Task description — Output every entry below word for word, minus the images.

Point-per-instance localization data
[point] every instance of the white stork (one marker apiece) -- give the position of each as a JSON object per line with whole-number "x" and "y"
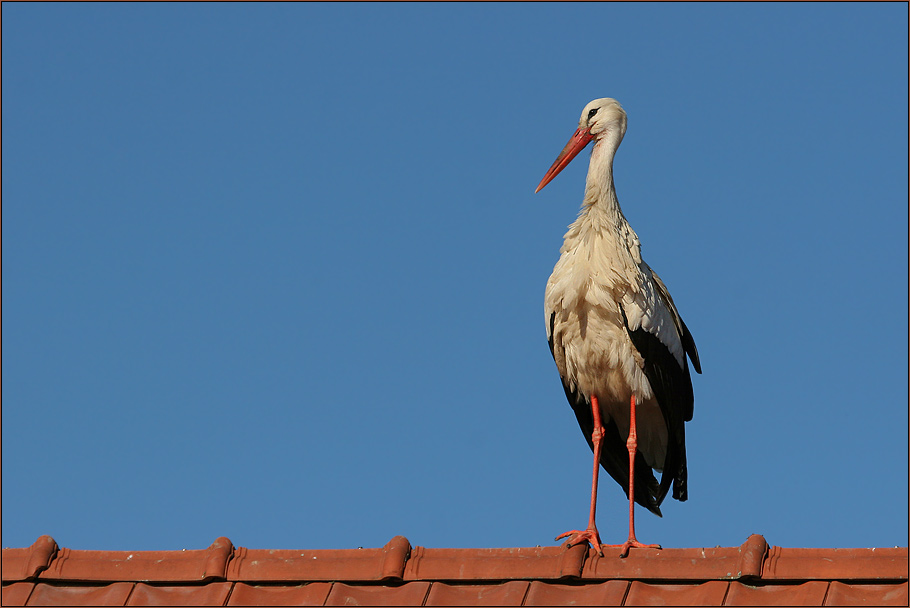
{"x": 618, "y": 341}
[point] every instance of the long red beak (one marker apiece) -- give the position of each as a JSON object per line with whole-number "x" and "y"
{"x": 579, "y": 140}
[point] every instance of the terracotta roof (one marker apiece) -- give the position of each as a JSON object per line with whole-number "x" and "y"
{"x": 399, "y": 574}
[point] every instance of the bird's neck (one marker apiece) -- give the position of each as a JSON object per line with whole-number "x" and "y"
{"x": 600, "y": 208}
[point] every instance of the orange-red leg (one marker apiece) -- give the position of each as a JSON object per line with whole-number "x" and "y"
{"x": 632, "y": 445}
{"x": 591, "y": 534}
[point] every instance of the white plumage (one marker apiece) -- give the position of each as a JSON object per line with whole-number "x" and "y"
{"x": 613, "y": 329}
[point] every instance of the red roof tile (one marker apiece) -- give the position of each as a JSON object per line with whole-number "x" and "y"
{"x": 397, "y": 574}
{"x": 114, "y": 594}
{"x": 311, "y": 594}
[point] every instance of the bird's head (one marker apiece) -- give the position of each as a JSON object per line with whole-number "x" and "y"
{"x": 602, "y": 120}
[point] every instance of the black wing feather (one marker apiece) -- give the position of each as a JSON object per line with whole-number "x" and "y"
{"x": 672, "y": 387}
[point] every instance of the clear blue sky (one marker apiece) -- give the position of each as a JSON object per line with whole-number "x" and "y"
{"x": 276, "y": 272}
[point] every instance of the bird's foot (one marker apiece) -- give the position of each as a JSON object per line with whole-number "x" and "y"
{"x": 591, "y": 535}
{"x": 624, "y": 548}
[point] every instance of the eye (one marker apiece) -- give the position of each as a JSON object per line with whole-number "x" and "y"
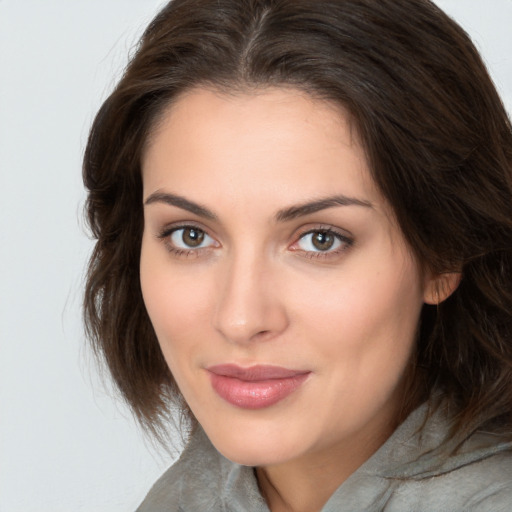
{"x": 321, "y": 242}
{"x": 190, "y": 237}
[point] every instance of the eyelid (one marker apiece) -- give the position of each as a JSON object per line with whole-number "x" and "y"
{"x": 346, "y": 239}
{"x": 168, "y": 230}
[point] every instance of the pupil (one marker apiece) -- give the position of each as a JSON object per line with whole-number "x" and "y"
{"x": 323, "y": 241}
{"x": 193, "y": 237}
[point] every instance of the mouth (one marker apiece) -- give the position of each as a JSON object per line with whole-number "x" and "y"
{"x": 255, "y": 387}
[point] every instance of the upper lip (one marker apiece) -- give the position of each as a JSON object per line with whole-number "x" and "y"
{"x": 254, "y": 373}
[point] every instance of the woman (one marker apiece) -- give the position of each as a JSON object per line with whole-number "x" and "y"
{"x": 304, "y": 219}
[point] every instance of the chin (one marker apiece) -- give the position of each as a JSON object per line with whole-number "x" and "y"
{"x": 252, "y": 450}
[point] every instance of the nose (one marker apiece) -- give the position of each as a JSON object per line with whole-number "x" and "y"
{"x": 250, "y": 305}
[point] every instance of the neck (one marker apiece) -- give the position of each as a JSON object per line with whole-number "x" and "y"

Output —
[point] every instance of the white stork (one marker apiece) -- give the position of each as a JSON object per line with whole-number "x" and "y"
{"x": 618, "y": 341}
[point] every instance of the long red beak (one marker apiece) -- give the position of each as a JSON object per line with whole-number "x" and "y"
{"x": 579, "y": 140}
[point] every instance of the terracotta roof (one marker apiece) -- give the position of each as a JSON object per line with whole-number "x" and "y"
{"x": 399, "y": 574}
[point] every instance of the bird's neck (one marker apiece) -- give the position of each as a JSON object per line with whole-number "x" and "y"
{"x": 600, "y": 208}
[point] every instance of the orange-red leg (one marker apiece) -- give the position of each as a JSON object per line with whole-number "x" and "y"
{"x": 632, "y": 445}
{"x": 591, "y": 534}
[point] every instance of the white plumage (one marker apiece) -- give the position of each as a JSON object per line with whole-number "x" and "y"
{"x": 613, "y": 329}
[point] every instance of the red roof tile (one marker apiece) -- give the position of each as a JSON object per line with whole-number "x" and "y"
{"x": 397, "y": 574}
{"x": 114, "y": 594}
{"x": 311, "y": 594}
[point] every instance of the bird's head (one marker apiece) -- give the position of each as a JSON object per line with whole-number "x" and "y"
{"x": 602, "y": 120}
[point] every instance of the black wing feather (one marker apiece) -- give the position of each as a JSON object per line with whole-number "x" and "y"
{"x": 672, "y": 387}
[point] every instance of the clear blue sky (one marker apiece) -- give the position of each as a JSON object per line with whole-number "x" and "y"
{"x": 276, "y": 272}
[point] every instance of the bird's foot (one marker apiece) -- give the position of each as a JSON object per line with whole-number "x" and "y"
{"x": 591, "y": 535}
{"x": 624, "y": 548}
[point] every instance of the eye (one marker apiece) -- give the position of each as a JSON object per line with whole-number "x" and "y"
{"x": 321, "y": 242}
{"x": 190, "y": 237}
[point] every instance of the eyelid (one marker apiece) -- give the position of each as a JSON object per line with whole-number "x" and "y"
{"x": 346, "y": 239}
{"x": 168, "y": 230}
[point] every instance of the pupil (one marker apiece) -- give the position of each as a JSON object per line with whole-number "x" and "y"
{"x": 323, "y": 241}
{"x": 193, "y": 237}
[point] every instance of the mouth (one marker apiece) -- give the position of each as a JSON object per line with whole-number "x" and "y"
{"x": 255, "y": 387}
[point] every instance of the upper lip (one marker apiece) -- give the position of each as a JSON object per line with whole-number "x" and "y"
{"x": 254, "y": 373}
[point] every instance of the woman (one marker apiece) -- give the position of each as a JSON object per line with whole-number "x" and "y"
{"x": 304, "y": 219}
[point] every instance of the chin (one marker apiece) -- give the position of each as a JSON object per line with whole-number "x" and "y"
{"x": 252, "y": 450}
[point] every instance of the nose (one marker apiece) -- give the position of each as a JSON object per line with whole-number "x" and "y"
{"x": 250, "y": 305}
[point] every instance of the neck (one marker apiece) -- give the position of each as a JSON object per line with whole-number "x" and "y"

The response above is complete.